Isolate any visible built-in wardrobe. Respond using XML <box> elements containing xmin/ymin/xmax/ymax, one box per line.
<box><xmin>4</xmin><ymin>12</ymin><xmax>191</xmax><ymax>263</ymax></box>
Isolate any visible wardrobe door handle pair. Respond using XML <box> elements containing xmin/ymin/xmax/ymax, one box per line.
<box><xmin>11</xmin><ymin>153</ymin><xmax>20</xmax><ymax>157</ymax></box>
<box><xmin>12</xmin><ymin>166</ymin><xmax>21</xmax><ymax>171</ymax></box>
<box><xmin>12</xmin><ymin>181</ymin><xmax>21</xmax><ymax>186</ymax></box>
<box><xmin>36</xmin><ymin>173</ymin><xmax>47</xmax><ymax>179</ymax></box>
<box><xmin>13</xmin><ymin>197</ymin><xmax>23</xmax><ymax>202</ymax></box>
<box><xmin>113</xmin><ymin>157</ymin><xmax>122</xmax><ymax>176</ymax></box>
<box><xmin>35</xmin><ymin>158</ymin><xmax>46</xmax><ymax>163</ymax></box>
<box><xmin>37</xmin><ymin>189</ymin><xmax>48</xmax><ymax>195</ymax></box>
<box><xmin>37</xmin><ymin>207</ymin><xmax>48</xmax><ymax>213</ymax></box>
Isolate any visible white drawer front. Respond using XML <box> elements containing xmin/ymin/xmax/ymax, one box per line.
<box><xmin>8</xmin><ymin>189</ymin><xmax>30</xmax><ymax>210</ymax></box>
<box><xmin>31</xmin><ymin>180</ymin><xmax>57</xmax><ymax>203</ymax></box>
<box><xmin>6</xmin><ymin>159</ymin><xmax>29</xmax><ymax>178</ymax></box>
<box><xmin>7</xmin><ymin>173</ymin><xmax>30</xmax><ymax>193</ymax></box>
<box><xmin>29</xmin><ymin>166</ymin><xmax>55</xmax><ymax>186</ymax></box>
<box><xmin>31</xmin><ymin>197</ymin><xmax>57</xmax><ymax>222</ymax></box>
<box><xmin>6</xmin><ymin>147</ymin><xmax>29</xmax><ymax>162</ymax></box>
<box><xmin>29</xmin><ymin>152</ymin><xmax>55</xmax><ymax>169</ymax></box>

→ **Goal**:
Add 18 to every box coordinate in the answers, and write out again the lines from the one containing "Isolate any visible white" through the last line above, keeping the requests as they are.

→ **Written reply**:
Isolate any visible white drawer front. Respond using XML <box> elements containing xmin/ymin/xmax/ymax, one box per line.
<box><xmin>26</xmin><ymin>207</ymin><xmax>48</xmax><ymax>228</ymax></box>
<box><xmin>49</xmin><ymin>198</ymin><xmax>75</xmax><ymax>221</ymax></box>
<box><xmin>24</xmin><ymin>177</ymin><xmax>47</xmax><ymax>196</ymax></box>
<box><xmin>25</xmin><ymin>191</ymin><xmax>48</xmax><ymax>211</ymax></box>
<box><xmin>47</xmin><ymin>184</ymin><xmax>73</xmax><ymax>204</ymax></box>
<box><xmin>49</xmin><ymin>215</ymin><xmax>75</xmax><ymax>240</ymax></box>
<box><xmin>24</xmin><ymin>165</ymin><xmax>47</xmax><ymax>180</ymax></box>
<box><xmin>47</xmin><ymin>170</ymin><xmax>73</xmax><ymax>187</ymax></box>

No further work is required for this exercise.